TEXT BLOCK:
[Start]

Back to Mastra

Incident Post-Mortem: Cloudflare Job Marked Active Deployments as Inactive

communications/postmortems/2025-06-23.md

2025-12-183.7 KB
Original Source

Incident Post-Mortem: Cloudflare Job Marked Active Deployments as Inactive

Date: 2025-06-23 Duration: 2025-06-19 12:24 to 2025-06-22 09:30 Impact: 170 projects Severity: [Critical] Prepared by: [Yujohn Nattrass]

Issue Summary

In Mastra cloud, we have a job that cleans up inactive builds. The Cloudflare job has been failing to run for the past few days, however it ran successfully once on June 19, 2025. This was supposed to only clean up inactive deployments and mark them as archived but it also marked active deployments and archived them. This was due to a bug in our code where we were checking in batches to find the active deployments however one of the batches failed while the others succeeded. This caused us to miss active deployments and mistake them for inactive deployments. We triggered a rebuild for all the affected projects to redeploy them. We also created a new job which will fetch the deployments from the database and filter out builds that are the projects active build.

Timeline

All times in Pacific Time (PT)

  • 2025-06-19 12:24: Cloudflare job executed deployment cleanup and marked some active deployments as inactive
  • 2025-06-19 14:05: First report of user reporting their active deployment was marked as archived
  • 2025-06-20 02:29: Investigation found the issue was related to the cloudflare job and stopped the job from running
  • 2025-06-22 09:30: Triggered rebuild for all affected projects

Root Cause Analysis

This incident occurred due to improper error handling in our deployment cleanup process. When querying the routing database to identify active deployments, one batch query silently failed. Instead of aborting the operation, the system proceeded with incomplete information, resulting in misclassification of active deployments.

[End]

DIRECTION 1: Rewrite only the listing lines from the line with "Is any fence" up to and including the line with "[0,181,23,237]", changing "tree trunk" to "tree stump" and leaving everything else unchanged.

Entries from a dataset:

[Start]

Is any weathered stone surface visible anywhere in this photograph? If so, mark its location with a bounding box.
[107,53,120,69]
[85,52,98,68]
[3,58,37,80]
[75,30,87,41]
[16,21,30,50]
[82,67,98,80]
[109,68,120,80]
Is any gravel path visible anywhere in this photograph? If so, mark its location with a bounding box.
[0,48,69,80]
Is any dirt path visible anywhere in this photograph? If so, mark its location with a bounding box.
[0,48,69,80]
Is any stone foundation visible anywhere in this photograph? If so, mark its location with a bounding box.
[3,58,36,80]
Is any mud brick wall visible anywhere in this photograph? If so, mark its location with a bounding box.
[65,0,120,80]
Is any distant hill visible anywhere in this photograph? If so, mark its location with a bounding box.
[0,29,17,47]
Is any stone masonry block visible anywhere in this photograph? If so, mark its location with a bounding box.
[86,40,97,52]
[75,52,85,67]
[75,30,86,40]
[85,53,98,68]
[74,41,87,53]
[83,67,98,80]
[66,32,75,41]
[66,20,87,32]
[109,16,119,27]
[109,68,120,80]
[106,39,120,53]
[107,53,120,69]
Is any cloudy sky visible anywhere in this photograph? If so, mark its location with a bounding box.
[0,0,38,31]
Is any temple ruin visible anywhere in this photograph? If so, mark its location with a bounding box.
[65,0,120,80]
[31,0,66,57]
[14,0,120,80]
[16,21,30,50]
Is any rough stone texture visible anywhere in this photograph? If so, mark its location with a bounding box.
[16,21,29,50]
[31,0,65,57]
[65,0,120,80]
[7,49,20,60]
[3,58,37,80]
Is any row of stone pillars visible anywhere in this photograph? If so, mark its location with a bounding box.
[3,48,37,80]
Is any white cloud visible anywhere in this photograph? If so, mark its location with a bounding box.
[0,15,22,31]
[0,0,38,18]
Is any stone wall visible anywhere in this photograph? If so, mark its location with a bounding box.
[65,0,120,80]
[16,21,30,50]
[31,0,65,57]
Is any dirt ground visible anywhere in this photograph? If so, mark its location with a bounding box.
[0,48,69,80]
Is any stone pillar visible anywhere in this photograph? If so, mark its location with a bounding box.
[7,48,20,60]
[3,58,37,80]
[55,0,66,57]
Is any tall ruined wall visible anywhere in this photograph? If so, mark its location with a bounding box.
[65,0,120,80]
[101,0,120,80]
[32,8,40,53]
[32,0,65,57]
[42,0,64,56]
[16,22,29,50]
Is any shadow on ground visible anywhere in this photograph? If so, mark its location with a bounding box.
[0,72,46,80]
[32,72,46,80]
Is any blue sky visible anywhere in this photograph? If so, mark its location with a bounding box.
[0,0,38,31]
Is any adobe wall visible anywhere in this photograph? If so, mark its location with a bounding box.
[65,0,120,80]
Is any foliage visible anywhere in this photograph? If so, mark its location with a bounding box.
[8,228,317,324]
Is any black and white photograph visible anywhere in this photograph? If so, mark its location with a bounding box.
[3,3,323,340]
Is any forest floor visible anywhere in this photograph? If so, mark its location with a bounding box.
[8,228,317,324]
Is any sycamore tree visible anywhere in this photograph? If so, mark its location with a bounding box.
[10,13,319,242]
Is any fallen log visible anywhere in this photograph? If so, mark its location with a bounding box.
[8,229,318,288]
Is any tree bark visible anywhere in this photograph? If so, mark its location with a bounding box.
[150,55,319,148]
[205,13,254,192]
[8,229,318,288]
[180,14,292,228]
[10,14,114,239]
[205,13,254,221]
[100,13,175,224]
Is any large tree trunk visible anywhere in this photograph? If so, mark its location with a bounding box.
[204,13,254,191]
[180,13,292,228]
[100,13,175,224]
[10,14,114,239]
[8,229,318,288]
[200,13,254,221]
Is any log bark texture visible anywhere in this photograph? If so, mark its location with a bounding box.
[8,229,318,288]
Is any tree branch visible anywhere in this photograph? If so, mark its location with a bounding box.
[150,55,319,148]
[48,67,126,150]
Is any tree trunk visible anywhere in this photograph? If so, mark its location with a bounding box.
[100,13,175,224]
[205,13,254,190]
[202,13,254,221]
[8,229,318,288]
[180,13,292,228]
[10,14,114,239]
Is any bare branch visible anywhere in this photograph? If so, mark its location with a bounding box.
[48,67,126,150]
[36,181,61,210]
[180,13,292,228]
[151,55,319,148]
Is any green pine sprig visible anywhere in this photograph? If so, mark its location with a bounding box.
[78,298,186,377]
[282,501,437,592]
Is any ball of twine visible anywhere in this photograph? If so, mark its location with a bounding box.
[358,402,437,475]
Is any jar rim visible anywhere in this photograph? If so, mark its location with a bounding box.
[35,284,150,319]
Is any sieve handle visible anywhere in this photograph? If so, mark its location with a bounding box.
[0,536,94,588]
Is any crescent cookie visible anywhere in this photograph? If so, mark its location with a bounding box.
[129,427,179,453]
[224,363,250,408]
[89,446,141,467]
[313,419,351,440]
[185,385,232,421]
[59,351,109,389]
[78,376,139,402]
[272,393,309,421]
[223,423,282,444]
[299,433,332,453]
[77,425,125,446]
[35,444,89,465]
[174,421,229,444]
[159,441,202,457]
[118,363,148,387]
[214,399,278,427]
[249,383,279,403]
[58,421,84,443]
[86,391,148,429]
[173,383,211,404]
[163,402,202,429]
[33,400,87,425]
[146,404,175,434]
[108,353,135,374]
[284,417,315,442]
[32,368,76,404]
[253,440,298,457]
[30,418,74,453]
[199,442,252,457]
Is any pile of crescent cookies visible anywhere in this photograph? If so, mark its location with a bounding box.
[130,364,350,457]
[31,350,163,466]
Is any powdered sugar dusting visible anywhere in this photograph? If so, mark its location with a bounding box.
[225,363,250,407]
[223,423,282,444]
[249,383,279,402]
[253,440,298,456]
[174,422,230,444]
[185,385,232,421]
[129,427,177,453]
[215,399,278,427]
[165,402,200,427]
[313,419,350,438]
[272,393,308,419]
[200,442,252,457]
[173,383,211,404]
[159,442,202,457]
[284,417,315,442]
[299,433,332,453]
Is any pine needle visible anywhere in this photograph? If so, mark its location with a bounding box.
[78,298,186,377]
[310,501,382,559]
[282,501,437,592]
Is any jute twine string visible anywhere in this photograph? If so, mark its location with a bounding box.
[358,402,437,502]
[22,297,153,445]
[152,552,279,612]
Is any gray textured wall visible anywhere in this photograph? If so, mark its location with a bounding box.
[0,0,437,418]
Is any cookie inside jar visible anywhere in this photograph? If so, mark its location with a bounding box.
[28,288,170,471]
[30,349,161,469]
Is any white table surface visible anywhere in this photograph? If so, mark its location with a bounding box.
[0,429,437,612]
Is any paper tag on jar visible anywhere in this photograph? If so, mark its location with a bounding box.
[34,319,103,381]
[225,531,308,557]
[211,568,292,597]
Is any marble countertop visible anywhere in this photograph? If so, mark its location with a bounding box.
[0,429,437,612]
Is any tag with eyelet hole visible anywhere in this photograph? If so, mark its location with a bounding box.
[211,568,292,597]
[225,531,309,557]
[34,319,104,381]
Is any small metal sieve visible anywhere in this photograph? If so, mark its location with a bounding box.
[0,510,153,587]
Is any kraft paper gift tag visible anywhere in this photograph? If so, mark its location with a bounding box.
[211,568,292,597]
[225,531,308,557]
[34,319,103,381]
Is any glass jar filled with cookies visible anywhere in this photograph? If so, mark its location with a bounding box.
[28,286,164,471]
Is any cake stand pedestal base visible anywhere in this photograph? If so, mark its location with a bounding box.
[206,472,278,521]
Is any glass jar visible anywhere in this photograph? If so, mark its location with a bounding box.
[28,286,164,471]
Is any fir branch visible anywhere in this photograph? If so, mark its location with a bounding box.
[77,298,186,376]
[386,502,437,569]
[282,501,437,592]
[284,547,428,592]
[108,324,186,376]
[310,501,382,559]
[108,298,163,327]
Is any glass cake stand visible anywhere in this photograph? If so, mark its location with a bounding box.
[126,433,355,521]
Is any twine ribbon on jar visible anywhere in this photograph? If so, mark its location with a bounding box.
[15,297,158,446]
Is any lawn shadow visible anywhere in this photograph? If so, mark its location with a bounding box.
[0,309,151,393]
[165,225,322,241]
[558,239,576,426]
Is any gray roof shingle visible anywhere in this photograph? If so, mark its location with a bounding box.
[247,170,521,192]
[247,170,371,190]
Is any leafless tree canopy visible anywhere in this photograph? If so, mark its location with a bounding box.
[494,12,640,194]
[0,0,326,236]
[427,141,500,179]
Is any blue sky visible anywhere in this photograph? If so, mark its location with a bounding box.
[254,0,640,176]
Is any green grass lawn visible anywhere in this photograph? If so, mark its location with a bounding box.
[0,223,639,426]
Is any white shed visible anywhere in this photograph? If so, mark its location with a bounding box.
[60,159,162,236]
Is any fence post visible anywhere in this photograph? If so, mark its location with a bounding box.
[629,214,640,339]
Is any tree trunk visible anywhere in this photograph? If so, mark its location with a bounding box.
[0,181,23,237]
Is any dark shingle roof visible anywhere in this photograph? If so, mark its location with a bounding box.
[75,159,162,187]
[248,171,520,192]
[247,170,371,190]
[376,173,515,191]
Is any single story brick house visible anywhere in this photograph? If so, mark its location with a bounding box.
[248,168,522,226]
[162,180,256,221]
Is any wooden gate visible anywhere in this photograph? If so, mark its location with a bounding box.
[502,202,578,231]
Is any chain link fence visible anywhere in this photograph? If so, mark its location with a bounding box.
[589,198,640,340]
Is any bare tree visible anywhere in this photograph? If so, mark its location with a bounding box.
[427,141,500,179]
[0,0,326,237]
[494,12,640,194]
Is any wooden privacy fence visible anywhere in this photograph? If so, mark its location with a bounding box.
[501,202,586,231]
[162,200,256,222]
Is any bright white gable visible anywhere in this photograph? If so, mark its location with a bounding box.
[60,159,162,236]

[End]

DIRECTION 2: Reproduce the Cloudflare incident post-mortem word for word, from "This incident occurred" up to and including "of active deployments.".

COMPLETE RESPONSE 1:
Is any fence post visible anywhere in this photograph? If so, mark its location with a bounding box.
[629,214,640,339]
Is any tree stump visible anywhere in this photograph? If so, mark its location with a bounding box.
[0,181,23,237]

COMPLETE RESPONSE 2:
This incident occurred due to improper error handling in our deployment cleanup process. When querying the routing database to identify active deployments, one batch query silently failed. Instead of aborting the operation, the system proceeded with incomplete information, resulting in misclassification of active deployments.